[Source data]
⟨

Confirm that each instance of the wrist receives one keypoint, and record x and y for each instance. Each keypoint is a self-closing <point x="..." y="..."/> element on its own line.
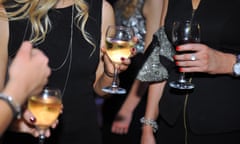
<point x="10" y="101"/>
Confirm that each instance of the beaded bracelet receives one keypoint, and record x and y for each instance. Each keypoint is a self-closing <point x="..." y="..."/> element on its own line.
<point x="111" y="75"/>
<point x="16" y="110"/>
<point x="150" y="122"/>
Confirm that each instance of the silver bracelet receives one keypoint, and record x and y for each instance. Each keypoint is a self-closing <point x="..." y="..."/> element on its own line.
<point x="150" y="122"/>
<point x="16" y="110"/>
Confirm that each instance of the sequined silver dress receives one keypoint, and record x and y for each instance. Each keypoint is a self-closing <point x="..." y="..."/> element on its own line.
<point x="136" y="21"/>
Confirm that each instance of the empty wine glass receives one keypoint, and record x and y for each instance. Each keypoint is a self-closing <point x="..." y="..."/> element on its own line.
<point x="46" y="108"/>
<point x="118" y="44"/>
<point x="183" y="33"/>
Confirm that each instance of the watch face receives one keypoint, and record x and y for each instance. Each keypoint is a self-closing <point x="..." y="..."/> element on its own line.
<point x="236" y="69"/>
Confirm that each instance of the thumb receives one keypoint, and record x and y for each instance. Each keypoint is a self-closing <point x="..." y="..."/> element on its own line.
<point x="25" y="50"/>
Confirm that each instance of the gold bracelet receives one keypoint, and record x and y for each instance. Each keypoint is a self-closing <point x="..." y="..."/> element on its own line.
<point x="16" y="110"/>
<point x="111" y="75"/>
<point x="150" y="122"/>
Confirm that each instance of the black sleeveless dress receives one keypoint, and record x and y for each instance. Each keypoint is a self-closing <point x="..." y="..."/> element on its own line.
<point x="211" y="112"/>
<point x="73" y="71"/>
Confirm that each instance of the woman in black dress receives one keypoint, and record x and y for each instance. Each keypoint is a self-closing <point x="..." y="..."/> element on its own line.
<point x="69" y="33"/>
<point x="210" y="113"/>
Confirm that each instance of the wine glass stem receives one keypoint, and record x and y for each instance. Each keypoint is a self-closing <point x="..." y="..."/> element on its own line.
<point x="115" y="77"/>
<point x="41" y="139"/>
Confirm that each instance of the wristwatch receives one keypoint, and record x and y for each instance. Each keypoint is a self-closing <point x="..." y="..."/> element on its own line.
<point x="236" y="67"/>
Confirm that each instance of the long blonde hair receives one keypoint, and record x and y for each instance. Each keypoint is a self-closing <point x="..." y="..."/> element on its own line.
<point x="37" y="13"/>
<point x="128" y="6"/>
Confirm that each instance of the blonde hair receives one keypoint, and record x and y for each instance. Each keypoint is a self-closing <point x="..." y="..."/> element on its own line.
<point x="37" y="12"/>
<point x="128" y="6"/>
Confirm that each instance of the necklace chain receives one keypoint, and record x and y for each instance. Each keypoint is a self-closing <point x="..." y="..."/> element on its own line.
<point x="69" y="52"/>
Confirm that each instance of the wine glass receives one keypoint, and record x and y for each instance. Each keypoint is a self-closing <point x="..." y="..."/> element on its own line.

⟩

Reproduce every row above verbatim, leaving out the picture.

Confirm that each instance of the wrist receives one keypoint, and record x and y for each instance. Each keypoint is a self-closing <point x="..." y="..."/> element on its own line.
<point x="10" y="101"/>
Confirm that each instance of the beaded bracelet receives one keypoint, and record x and y for each instance. Each keypoint is a self-closing <point x="..." y="..."/> element on its own line.
<point x="111" y="75"/>
<point x="16" y="110"/>
<point x="150" y="122"/>
Confirm that each instance of the silver bracelet receives one keypoint, and record x and y for each instance. Each keypoint is a self-closing <point x="..." y="..."/> element on its own line.
<point x="150" y="122"/>
<point x="16" y="110"/>
Confirm that each instance of the sequined silver dress receives one keypoint, and record x and y for each instance. Each keypoint is a self-closing <point x="..." y="..."/> element on its own line.
<point x="136" y="21"/>
Confirm that each instance of the empty wine glass receives one keypoint, and record x and y for each instance. Each keypoint is a self-closing <point x="..." y="..."/> element on its own line.
<point x="46" y="108"/>
<point x="118" y="44"/>
<point x="183" y="33"/>
Confirm that each instance of the watch face receives one keypoint, and record x and y for each instance. Each keypoint is a self-closing <point x="..." y="..."/> element on its own line.
<point x="236" y="69"/>
Confirm that each instance of the thumb receives one keypoint, and record x and y for each instance. Each keypoint is a self-closing <point x="..." y="..."/> element on its own line.
<point x="25" y="50"/>
Confirm that each instance of the gold bracelet receives one keypoint, and record x and y for each instance. Each keypoint is a self-closing <point x="..." y="..."/> element on its own line.
<point x="16" y="110"/>
<point x="111" y="75"/>
<point x="150" y="122"/>
Confirm that each instance of the black sleeveless dress receives one keypoint, and record x and y for each instance. Each keypoint is a self-closing <point x="..." y="..."/> element on its own line.
<point x="211" y="112"/>
<point x="73" y="71"/>
Confirm that each instance of the woman in black dress receives one keypoint, and record x and y for each instance. Each keypoint is a self-closing <point x="..." y="..."/> element on its own line.
<point x="69" y="33"/>
<point x="210" y="113"/>
Confirm that each instance of the wine glass stem receives one keypoint, and record x and y for each instance. Each keypoint is a self-closing <point x="..." y="..."/> element on its own line.
<point x="115" y="77"/>
<point x="41" y="139"/>
Confirm that each instance of the wristwatch receives one keypoint, and record x and y for each instance. Each keypoint is a self-closing <point x="..." y="..."/> element on its own line.
<point x="236" y="67"/>
Confirm that each instance of the long blonde hair receives one keypoint, and record x and y for each instance. Each keypoint is a self-closing <point x="..." y="..."/> element on its own line.
<point x="37" y="13"/>
<point x="128" y="6"/>
Confirm that each instance of the blonde hair receives one keypoint, and record x and y for each instance. Each keypoint is a self-closing <point x="..." y="..."/> element on its own line.
<point x="37" y="12"/>
<point x="128" y="6"/>
Confirm that each instance of the necklace chain receives one keypoint, and record x and y for each instance. Each keypoint is a self-closing <point x="..." y="..."/> element on its own line.
<point x="69" y="52"/>
Confirm that each instance of the wine glass receives one keypoint, and record x and y for each instance. Each keypoint is a self-closing <point x="..." y="..."/> element on its own line.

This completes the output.